Exactly as they appear, copy the lines of the listing from the one containing "of the blue" through the final line, both included, and nothing else.

- [MATERIAL SHOWN]:
◇ ◇ ◇ ◇ ◇ ◇ ◇

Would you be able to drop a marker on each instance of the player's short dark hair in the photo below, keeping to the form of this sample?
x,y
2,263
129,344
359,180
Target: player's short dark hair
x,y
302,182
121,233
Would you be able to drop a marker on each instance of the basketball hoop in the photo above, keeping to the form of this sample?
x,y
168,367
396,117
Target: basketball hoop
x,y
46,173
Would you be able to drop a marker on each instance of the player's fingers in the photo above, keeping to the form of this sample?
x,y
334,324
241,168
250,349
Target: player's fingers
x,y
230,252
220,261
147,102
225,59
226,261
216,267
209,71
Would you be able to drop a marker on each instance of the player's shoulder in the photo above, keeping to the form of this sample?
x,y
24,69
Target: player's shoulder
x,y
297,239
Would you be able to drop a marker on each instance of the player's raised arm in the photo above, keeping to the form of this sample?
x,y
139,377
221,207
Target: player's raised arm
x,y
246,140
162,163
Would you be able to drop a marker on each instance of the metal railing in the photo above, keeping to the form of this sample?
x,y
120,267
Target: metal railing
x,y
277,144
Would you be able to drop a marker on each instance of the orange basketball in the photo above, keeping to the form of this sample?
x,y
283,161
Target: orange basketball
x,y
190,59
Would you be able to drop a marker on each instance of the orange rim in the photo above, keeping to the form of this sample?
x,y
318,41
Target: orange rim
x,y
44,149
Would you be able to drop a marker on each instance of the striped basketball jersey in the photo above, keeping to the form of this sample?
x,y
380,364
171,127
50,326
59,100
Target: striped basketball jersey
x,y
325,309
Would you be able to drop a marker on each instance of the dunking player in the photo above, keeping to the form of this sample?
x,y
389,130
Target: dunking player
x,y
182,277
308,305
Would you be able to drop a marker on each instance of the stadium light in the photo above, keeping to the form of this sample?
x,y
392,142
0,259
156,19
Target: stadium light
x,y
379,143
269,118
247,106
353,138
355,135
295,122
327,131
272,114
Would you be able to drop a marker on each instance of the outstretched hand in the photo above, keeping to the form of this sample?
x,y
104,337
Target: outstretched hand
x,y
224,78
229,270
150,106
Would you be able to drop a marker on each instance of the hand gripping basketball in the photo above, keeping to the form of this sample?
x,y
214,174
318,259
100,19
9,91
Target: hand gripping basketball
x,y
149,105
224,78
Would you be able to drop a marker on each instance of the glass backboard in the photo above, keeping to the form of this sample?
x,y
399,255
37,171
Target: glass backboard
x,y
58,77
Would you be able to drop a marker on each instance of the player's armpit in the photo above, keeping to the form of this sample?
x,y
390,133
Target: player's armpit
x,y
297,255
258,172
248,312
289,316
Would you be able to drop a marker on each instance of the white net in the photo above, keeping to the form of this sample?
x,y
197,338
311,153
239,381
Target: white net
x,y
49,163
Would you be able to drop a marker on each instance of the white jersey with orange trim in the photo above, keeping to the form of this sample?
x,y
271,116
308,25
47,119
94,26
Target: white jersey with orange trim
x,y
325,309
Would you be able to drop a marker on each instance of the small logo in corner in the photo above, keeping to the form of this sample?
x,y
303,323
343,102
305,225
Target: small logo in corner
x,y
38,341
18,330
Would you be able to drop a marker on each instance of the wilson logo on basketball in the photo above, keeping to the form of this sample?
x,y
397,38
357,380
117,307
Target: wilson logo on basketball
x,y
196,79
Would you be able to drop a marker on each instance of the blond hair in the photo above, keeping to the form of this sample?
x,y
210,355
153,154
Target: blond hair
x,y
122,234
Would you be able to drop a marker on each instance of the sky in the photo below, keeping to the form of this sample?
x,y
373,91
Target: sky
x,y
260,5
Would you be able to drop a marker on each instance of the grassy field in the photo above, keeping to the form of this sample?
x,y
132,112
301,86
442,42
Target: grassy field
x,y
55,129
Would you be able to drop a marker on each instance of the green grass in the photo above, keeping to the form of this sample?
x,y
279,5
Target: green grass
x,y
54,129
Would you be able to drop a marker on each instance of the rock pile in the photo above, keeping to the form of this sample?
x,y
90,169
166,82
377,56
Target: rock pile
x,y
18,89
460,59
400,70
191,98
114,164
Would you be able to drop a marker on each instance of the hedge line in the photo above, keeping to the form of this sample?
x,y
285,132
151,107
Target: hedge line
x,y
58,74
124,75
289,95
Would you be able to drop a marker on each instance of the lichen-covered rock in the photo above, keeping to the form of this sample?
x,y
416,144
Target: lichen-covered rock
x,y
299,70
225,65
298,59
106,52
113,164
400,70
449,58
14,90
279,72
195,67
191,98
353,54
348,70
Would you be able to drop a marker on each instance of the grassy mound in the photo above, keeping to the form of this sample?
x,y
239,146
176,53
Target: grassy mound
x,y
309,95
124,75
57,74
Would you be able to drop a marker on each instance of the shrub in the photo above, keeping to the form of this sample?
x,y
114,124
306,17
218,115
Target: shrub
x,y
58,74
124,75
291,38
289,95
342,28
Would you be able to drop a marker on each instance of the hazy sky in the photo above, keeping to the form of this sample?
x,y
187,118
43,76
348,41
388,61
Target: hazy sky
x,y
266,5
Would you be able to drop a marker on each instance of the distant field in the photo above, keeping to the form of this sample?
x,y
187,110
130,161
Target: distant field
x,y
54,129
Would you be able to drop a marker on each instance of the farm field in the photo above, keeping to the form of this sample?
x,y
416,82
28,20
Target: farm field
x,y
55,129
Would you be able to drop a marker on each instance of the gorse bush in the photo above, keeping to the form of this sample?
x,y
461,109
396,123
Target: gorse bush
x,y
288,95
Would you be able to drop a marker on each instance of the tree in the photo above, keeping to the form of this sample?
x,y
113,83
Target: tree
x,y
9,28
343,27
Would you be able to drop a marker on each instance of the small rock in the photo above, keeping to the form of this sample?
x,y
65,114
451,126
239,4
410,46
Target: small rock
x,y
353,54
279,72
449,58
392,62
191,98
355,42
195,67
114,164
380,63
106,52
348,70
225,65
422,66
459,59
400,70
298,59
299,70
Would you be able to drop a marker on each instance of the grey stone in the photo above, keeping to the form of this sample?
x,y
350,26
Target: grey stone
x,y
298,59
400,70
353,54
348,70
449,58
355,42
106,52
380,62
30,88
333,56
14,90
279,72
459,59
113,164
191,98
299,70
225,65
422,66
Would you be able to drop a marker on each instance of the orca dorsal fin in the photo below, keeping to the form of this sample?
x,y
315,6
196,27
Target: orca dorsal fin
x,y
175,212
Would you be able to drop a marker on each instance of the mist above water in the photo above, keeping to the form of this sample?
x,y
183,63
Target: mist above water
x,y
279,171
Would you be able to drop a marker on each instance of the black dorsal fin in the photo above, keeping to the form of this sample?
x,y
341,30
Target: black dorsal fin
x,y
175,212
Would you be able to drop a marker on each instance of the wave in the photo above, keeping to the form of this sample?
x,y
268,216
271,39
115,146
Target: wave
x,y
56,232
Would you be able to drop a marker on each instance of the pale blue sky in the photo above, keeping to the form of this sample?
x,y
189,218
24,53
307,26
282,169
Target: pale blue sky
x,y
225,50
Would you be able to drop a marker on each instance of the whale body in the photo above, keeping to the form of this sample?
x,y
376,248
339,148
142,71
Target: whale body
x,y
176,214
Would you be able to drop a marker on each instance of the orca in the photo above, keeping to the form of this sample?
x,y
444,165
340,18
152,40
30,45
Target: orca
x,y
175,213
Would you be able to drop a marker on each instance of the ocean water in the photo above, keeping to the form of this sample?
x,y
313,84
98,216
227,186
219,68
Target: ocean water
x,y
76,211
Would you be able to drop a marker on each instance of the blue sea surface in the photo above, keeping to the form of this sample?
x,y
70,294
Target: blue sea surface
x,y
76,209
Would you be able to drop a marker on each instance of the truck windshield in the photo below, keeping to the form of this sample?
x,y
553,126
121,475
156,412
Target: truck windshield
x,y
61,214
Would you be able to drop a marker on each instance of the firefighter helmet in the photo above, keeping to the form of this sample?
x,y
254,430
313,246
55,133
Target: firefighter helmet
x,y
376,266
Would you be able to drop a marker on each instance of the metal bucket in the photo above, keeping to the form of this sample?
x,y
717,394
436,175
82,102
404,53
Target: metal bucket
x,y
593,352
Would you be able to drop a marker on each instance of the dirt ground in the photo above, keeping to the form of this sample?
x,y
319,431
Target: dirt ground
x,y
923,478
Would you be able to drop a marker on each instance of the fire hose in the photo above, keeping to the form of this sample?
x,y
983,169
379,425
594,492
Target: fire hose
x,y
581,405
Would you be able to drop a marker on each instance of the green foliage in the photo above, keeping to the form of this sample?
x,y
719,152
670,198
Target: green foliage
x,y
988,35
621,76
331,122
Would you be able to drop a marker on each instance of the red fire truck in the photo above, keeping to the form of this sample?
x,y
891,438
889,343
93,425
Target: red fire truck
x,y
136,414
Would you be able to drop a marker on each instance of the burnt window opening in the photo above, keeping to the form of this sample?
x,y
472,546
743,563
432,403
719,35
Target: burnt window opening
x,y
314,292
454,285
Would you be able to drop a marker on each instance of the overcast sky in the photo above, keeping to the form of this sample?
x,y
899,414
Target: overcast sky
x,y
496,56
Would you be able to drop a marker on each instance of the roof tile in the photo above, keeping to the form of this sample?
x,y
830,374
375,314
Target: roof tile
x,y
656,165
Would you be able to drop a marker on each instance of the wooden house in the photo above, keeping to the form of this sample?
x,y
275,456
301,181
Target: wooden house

◇ ◇ ◇ ◇ ◇ ◇ ◇

- [FINISHED TASK]:
Would you be able to drop a marker on each instance of the blue sea surface in the photo above, keeping to the form of this sample?
x,y
70,294
Target: blue sea surface
x,y
76,209
Would you be able to drop a marker on each instance of the truck windshield in the photo below, keeping to the form of this sample?
x,y
553,126
121,475
156,412
Target: truck windshield
x,y
61,214
Would you be able to drop a marker on each instance of the firefighter helmet in the photo above, keeping to the form of this sample?
x,y
254,430
313,246
55,133
Target: firefighter helmet
x,y
376,266
Would you be able to drop a marker on each instance of the metal bucket in the photo above, keeping to the form of this sample?
x,y
717,394
436,175
82,102
404,53
Target: metal bucket
x,y
593,352
Would you be able to drop a marker on each instance of the dirt ground in the photo above, keeping to the form of this sample?
x,y
319,431
Target: dirt ground
x,y
923,478
Would you be able to drop a marker on each instance of the fire hose in the photo above, keeping to the form of this sample?
x,y
983,169
379,425
594,492
Target: fire hose
x,y
581,405
Would you be able to drop a marker on each instance of the green foliage in the photo above, keeping to the form of this sample?
x,y
719,152
670,198
Target: green foliage
x,y
988,35
621,76
331,122
Would you be able to drop a marker on each instance of the red fire truck in the photo above, keeping to the form of this sample?
x,y
891,438
889,343
93,425
Target: red fire truck
x,y
136,414
Would you be able to drop a marker on each instance of the burnt window opening in the photo above, keeping to the form of this sample?
x,y
472,546
743,563
432,403
719,35
Target: burnt window opening
x,y
314,292
454,285
Would you be able to drop a marker on each instance of the overcast sky in the photo above, keeping to the form of this sample?
x,y
899,414
Target: overcast sky
x,y
496,56
Would you be able to drop a marker on each instance of the roof tile in the photo above, keeping to the form of this sample?
x,y
830,374
375,314
Target: roof tile
x,y
656,165
Would you be able to drop a marker on each instance of the wooden house in the photo above, keeping to the form of this sample?
x,y
275,456
301,181
Target: wooden house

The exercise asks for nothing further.